所附文本:

════════════════

这个控制器提供了两个端点：一个用于添加文档到知识库，另一个用于基于语义相似性搜索文档，并支持按类别过滤。

向量数据库是实现高效语义搜索和 RAG 应用的关键组件。Spring AI 的向量存储抽象使得在 Java 应用中集成和使用向量数据库变得简单而灵活，让开发者能够专注于构建智能应用，而不必担心底层实现的细节。

8. 检索增强生成 (RAG)

检索增强生成（Retrieval Augmented Generation，简称 RAG）是一种结合信息检索与生成式 AI 的技术范式，旨在提高大型语言模型（LLM）生成内容的准确性、相关性和可靠性。Spring AI 提供了全面的 RAG 支持，使开发者能够轻松构建强大的 RAG 应用。

RAG 概述

RAG 的核心思想是在 LLM 生成响应之前，先从外部知识源（如文档、数据库、API 等）检索相关信息，然后将这些检索到的信息作为上下文提供给 LLM，引导其生成更准确、更具体、更基于事实的回答。

════════════════

已保存条目:

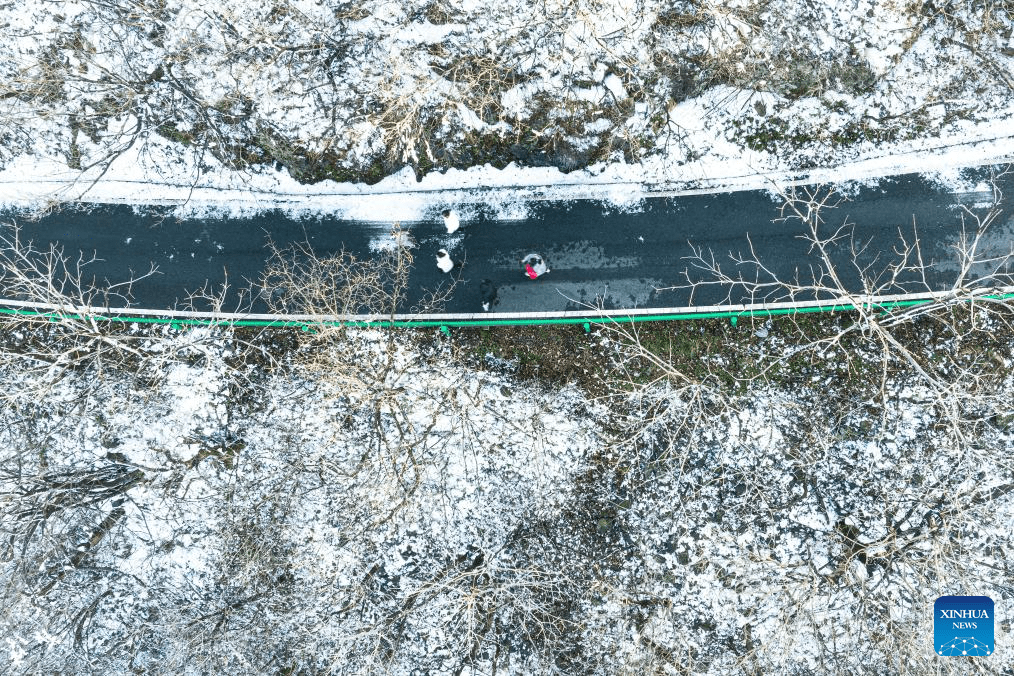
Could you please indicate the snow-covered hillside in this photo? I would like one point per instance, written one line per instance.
(619, 93)
(372, 504)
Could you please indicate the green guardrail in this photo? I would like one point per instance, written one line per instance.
(444, 324)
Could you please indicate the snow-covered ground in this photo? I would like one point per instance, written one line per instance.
(170, 102)
(373, 505)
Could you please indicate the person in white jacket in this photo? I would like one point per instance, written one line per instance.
(443, 260)
(450, 220)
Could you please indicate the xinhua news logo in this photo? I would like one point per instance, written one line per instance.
(962, 625)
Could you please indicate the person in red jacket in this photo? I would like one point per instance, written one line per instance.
(534, 266)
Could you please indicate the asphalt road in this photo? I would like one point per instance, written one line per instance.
(597, 255)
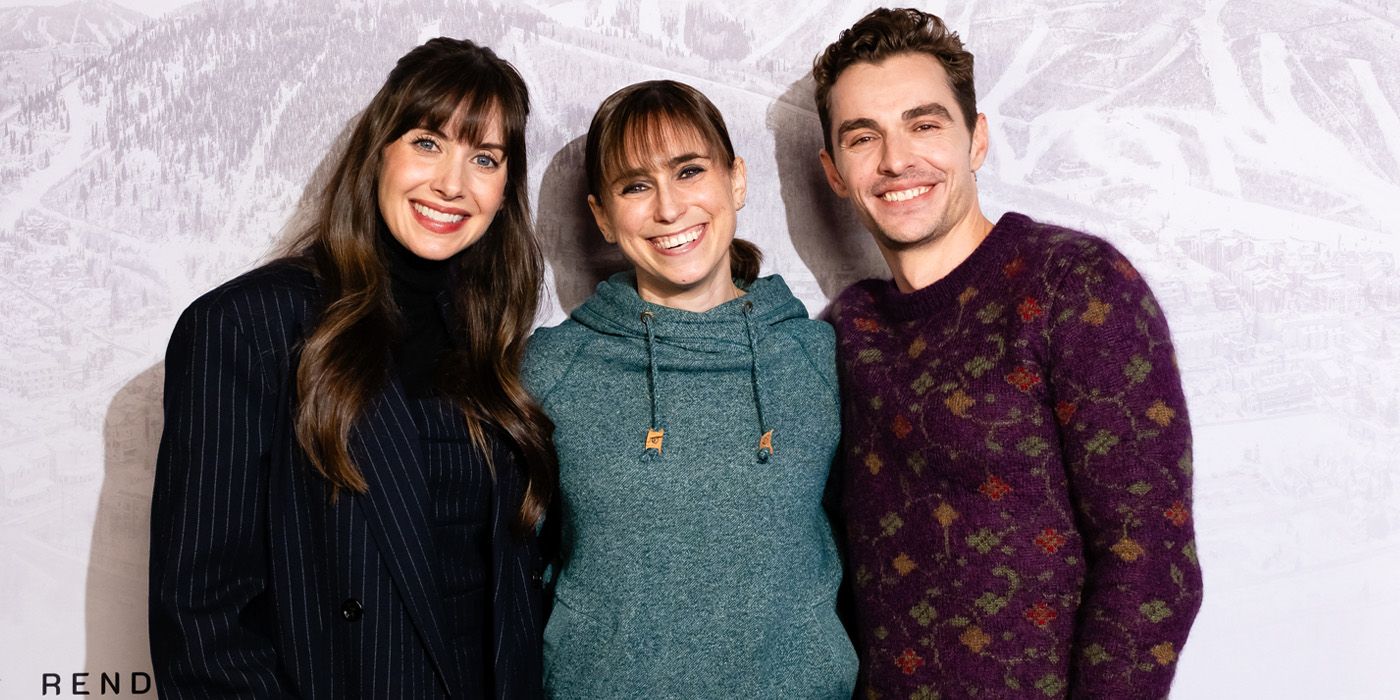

════════════════

任务目标:
根据所附文本回答：
1. 控制器提供的两个端点分别用于做什么？
2. RAG 旨在提高大型语言模型生成内容的哪三个方面？
3. 按照 RAG 的核心思想，在 LLM 生成响应之前，先从哪些外部知识源检索相关信息？
列表是单独提供的材料。

书面回答:
1. 一个用于添加文档到知识库，另一个用于基于语义相似性搜索文档，并支持按类别过滤。
2. 准确性、相关性和可靠性。
3. 如文档、数据库、API 等外部知识源。